***** TEXTAUSSCHNITT

Film:
Das Orangenmädchen
Die
Philosophie ist allgegenwärtig
12.11.09 / (Text: G. Schäfer, Redaktion
goest)
Ab 10. Dezember
2009 lief der Film in den Kinos an, am 26.11.09, war er im Rahmen des
"Festivals des Europäischen Films" schon im Lumière
zu sehen.
Dem Drehbuch liegt das gleichnamige
Buch von Jostein Gaarder zugrunde, der auch "Sofies Welt" geschrieben
hat. Das "Orangenmädchen" von Gaarder ist eine literarische Darlegung
der Philosophie der Frühromantik. Der Film wiederum ist eine Umsetzung
dieser Darlegung in bewegte Bilder. Die Bedeutung der Romantik als geistesgeschichtliche
Epoche wird in der Gegenwart kaum gewürdigt. Ein Banause, dem bei
"Romantik" nicht mehr einfällt als "Kerzenschein" und "auf einer
Bank im Mondschein zu sitzen", die Romantik hat nachhaltig das gesamte
europäische geistige Leben beeinflußt. Wieso diese Vorrede
zum Film? Weil Sätze mit der die Philosophie der Frühromantik,
z.B. A.W. Schlegel beschrieben wird auf viele Szenen des Films passen.
In einem
Lexikon-Eintrag des Brockhaus heißt es zur Frühromantik "Das höchste
Ziel der romantischen Kunst ist es, das Gemüt inmitten des Endlichen eins
werden zu lassen mit dem Unendlichen" . Im Film spielt die Unendlichkeit mit der
Betrachtung des Weltalls hinein. Sowohl bei der Sternenbeobachtung des Vaters
Jan Olav mit dem Sohn Georg (Mikkel Bratt Silset) als auch bei der Sternenbeobachtung
von Georg zusammen mit einem Mädchen, in das er sich zu Verlieben beginnt.
Da spielt jeweils die Unendlichkeit des Weltalls oder die unendliche Zahl der
Sterne aber auch die "unendliche" Schönheit eines Kometen hinein.

**********
***** DATENSÄTZE

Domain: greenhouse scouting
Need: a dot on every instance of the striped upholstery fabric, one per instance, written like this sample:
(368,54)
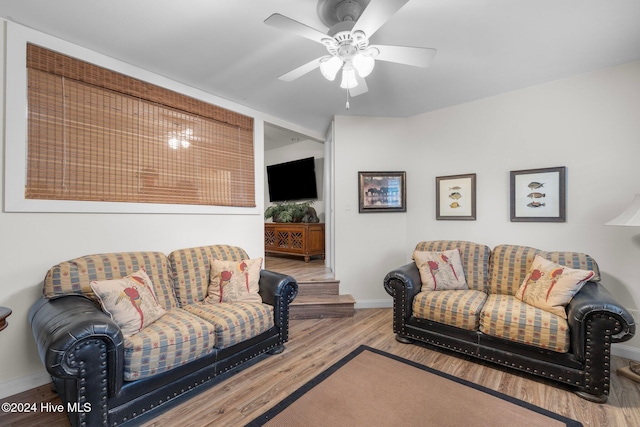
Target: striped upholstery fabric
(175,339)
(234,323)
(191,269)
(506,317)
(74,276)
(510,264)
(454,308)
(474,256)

**********
***** DATENSÄTZE

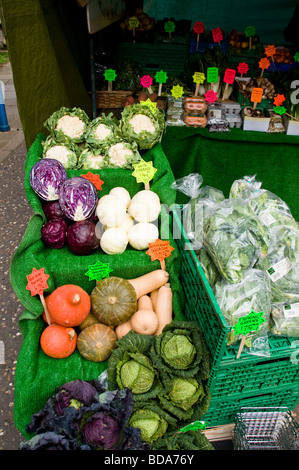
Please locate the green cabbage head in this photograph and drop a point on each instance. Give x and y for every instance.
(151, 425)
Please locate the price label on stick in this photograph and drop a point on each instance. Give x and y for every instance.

**********

| AUFGABENSATZ |
- 1) Nenne alle Personennamen, die im Textausschnitt über den Film „Das Orangenmädchen“ vorkommen.
- 2) Beantworte anhand des Textausschnitts über den Film „Das Orangenmädchen“:
(a) Ab welchem Datum lief der Film in den Kinos?
(b) Wo war der Film am 26.11.09 zu sehen?
(c) Aus welchem Lexikon stammt der zitierte Eintrag zur Frühromantik?
- 3) Knüpfe an den Textausschnitt über den Film „Das Orangenmädchen“ an und schreibe ihn nach seinem letzten Satz weiter.
Die Datensätze sind eigenständiges Material und gehören nicht zum Textausschnitt.

| ANTWORTLISTE |
- 1) G. Schäfer, Jostein Gaarder, A.W. Schlegel, Jan Olav, Georg, Mikkel Bratt Silset

- 2)
(a) Ab dem 10. Dezember 2009
(b) Im Lumière
(c) Aus dem Brockhaus

- 3)
Bei der Betrachtung des Kometen durch das Fernrohr stellen Georg und Stella eine
Faszination dar, die genau dem obigen Satz aus dem Lexikon entspricht. Was
hat es mit den Orangen auf sich? Bei einem Film mit derartiger philosophischen
Trift darf man als erste Interpretation auf die Bedeutung der Farbe Orange im
Buddhismus hinweisen: die Farbe der höchsten Stufe der Erleuchtung. Der Film
setzt durchgehend orange Farbtupfer in die Szenen. Wenn man gezielt darauf achtet,
wirkt es nach einiger Zeit etwas routinemäßig dekorierend. Die Wand
in der U-Bahn, der Mantel eines zufällig vorbeiradelnden Kindes auf einem
Dreirad usw. und die Kleidung des Orangenmädchens sowieso. Einmal werden
die Orangen aber auch selbst für ein weiteres philosophisches Appercu benötigt.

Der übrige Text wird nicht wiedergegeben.